[Data records]
◇ ◇ ◇ ◇ ◇ ◇ ◇

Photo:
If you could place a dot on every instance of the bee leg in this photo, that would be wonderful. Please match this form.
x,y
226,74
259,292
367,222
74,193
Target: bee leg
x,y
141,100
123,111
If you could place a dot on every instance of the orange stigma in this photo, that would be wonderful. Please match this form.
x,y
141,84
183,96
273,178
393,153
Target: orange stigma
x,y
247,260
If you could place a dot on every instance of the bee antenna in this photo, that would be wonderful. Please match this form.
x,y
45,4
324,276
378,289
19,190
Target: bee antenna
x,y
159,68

◇ ◇ ◇ ◇ ◇ ◇ ◇

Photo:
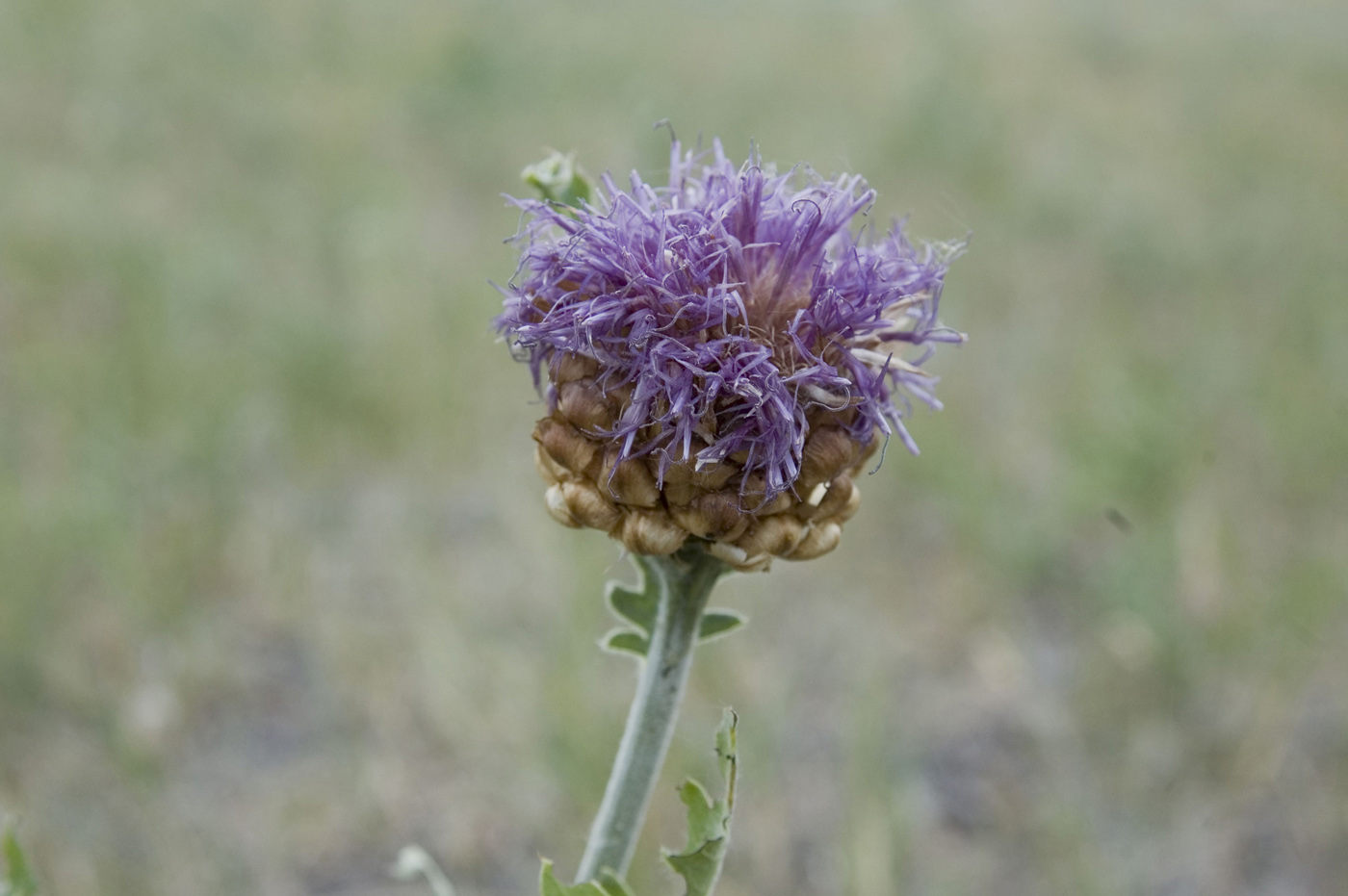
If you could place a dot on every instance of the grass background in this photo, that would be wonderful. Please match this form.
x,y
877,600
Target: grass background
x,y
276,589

◇ ◇ ◇ ◇ ◇ ◇ ◇

## Problem:
Each line of the data that includes "this" should be copied.

## Written answer:
If you could place a dot on every instance of the bee leg in this photo, that would be wonderful. Please match this form.
If you could place a dot on every instance of the orange stigma in this photo, that would be wonderful. Please match this form.
If you could place a dot on every instance of the bee antenna in this photo, that would be wonderful. Please match this form.
If you could place a dot on every instance of the grass background in this photo, that would be wonderful. Please match this form.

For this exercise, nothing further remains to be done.